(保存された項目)
+ + + + + + +
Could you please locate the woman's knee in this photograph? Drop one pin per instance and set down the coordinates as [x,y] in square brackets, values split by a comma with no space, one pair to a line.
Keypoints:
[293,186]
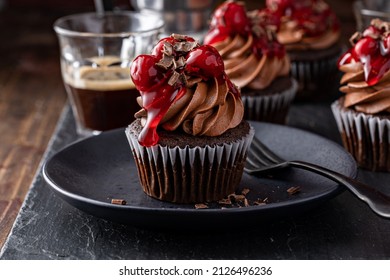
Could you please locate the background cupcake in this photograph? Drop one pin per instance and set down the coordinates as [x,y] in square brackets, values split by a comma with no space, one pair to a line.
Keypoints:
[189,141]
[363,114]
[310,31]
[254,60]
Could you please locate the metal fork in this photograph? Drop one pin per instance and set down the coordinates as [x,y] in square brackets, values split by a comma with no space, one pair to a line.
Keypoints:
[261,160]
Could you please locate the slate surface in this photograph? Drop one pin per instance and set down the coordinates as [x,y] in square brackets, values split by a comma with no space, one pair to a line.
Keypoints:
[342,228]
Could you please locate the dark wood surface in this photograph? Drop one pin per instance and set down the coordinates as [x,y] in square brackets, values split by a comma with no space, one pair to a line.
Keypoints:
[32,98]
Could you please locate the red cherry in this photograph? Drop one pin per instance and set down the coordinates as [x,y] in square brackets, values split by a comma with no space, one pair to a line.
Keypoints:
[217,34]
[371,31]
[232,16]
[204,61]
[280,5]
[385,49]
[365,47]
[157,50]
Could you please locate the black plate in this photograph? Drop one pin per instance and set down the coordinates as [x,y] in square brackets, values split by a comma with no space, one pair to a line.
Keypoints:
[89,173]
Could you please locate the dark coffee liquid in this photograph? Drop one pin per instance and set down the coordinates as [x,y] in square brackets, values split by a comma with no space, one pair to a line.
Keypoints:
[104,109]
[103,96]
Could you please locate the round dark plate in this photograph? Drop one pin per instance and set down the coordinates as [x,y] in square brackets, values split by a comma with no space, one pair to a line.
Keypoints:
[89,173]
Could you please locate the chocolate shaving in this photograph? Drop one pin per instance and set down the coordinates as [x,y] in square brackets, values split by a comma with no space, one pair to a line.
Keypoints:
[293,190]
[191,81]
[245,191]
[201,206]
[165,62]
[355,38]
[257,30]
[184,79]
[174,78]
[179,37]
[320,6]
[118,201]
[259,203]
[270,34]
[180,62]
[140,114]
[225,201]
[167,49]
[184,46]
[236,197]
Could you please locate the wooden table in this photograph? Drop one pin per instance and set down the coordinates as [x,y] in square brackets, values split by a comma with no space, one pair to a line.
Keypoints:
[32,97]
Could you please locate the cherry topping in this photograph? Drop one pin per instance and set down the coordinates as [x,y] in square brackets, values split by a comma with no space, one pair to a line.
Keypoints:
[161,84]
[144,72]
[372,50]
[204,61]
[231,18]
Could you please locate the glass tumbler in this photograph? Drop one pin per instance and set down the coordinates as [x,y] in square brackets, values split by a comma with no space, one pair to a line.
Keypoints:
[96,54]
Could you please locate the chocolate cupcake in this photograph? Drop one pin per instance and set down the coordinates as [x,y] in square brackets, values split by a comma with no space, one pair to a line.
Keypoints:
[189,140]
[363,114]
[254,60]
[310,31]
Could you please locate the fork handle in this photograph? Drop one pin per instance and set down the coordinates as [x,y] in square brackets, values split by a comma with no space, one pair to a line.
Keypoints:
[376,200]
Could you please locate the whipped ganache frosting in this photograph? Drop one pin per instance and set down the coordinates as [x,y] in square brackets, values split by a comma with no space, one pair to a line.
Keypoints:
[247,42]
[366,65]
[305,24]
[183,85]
+ + + + + + +
作業内容>
上の資料をすべて一字一句そのまま書き写してください。画像は書き写す範囲に含めないでください。

作業の解答>
Could you please locate the woman's knee in this photograph? Drop one pin per instance and set down the coordinates as [x,y] in square brackets, values split by a comma with no space, one pair to a line.
Keypoints:
[293,186]
Could you please locate the background cupcake in this photograph? Drop one pin per instance and set down the coordinates as [x,y] in square brackets, values split by a comma with no space, one pair to a line.
Keypoints:
[189,141]
[363,114]
[310,31]
[254,60]
Could you please locate the metal fork in this photograph? Drop one pin per instance and set down the coordinates as [x,y] in square brackets, values split by a comma with no space, one pair to a line.
Keypoints:
[261,160]
Could you please locate the slate surface in this photograph? Drop one pin per instance and set down the coordinates as [x,y] in square brackets, values split by a comma with no space, one pair to a line.
Keypoints:
[342,228]
Could you please locate the dark wood surface in this photograph? Drop one pin per instance and set down the coordinates as [x,y] in square brackets, values split by a comma with no space, one pair to a line.
Keypoints:
[32,98]
Could you please locate the red cherry in this photograph? Drop one pin per instance and set down the coordinates as [x,y] in square brackets, values split by a comma with no space, one pair to a line.
Keypoints:
[217,34]
[371,31]
[232,16]
[204,61]
[280,5]
[385,49]
[365,47]
[157,50]
Could you please locate the black plate in this photograph? Drop one pin per instance and set down the coordinates as [x,y] in square brackets, values split by a comma with no space, one pair to a line.
Keypoints:
[89,173]
Could you please locate the dark coffee liquid in this photograph? Drop one pin per instance and set down the coordinates as [x,y] in square brackets, values split by a comma with no space, one pair to a line.
Keypoints:
[104,109]
[103,96]
Could you please locate the round dark plate in this photograph? Drop one pin per instance and set down the coordinates as [x,y] in square brackets, values split by a comma with no space, one pair to a line.
Keypoints:
[89,173]
Could you please locate the chocolate shaving in this photograph? Drop one pin per instance and set down the coordinates as [x,y] in square brackets, values split by a comma with no space, one pair to a line.
Keypoints:
[293,190]
[191,81]
[245,191]
[201,206]
[165,62]
[355,38]
[257,30]
[184,79]
[174,78]
[179,37]
[320,6]
[118,201]
[259,203]
[270,34]
[180,62]
[140,114]
[225,201]
[167,49]
[184,46]
[236,197]
Could you please locate the wooden table in this photograph? Drop one pin per instance and set down the coordinates as [x,y] in square brackets, values split by a comma with no space, one pair to a line.
Keypoints:
[32,97]
Could you please locate the cherry topping in this photograph? Drop one pin per instance and set down the coordinates as [x,y] in square brackets, values split by a comma with no space, one pair to a line.
Keypoints:
[161,84]
[144,72]
[372,50]
[204,61]
[231,18]
Could you please locate the glass tumbler in this photograph? Drop one pin per instance and set down the coordinates as [x,y] in square brackets, values split by a comma with no space, one pair to a line.
Keypoints:
[96,54]
Could you please locate the chocolate cupcake in this photograph? Drop one pin per instance and set down the coordinates as [x,y] in square brackets, values split by a comma with no space, one pair to a line.
Keypoints:
[189,140]
[363,114]
[254,60]
[310,31]
Could you please locate the fork handle in this photograph? Drop one pin per instance and set down the coordinates as [x,y] in square brackets, values split by a comma with no space, one pair to a line.
Keypoints:
[376,200]
Could you please locate the whipped ganache frosting in this photograph? Drop one pin per instance and set down the coordinates as [x,y] in square brackets, values split by a comma with no space, one pair to a line.
Keypoints:
[247,42]
[366,65]
[305,24]
[183,85]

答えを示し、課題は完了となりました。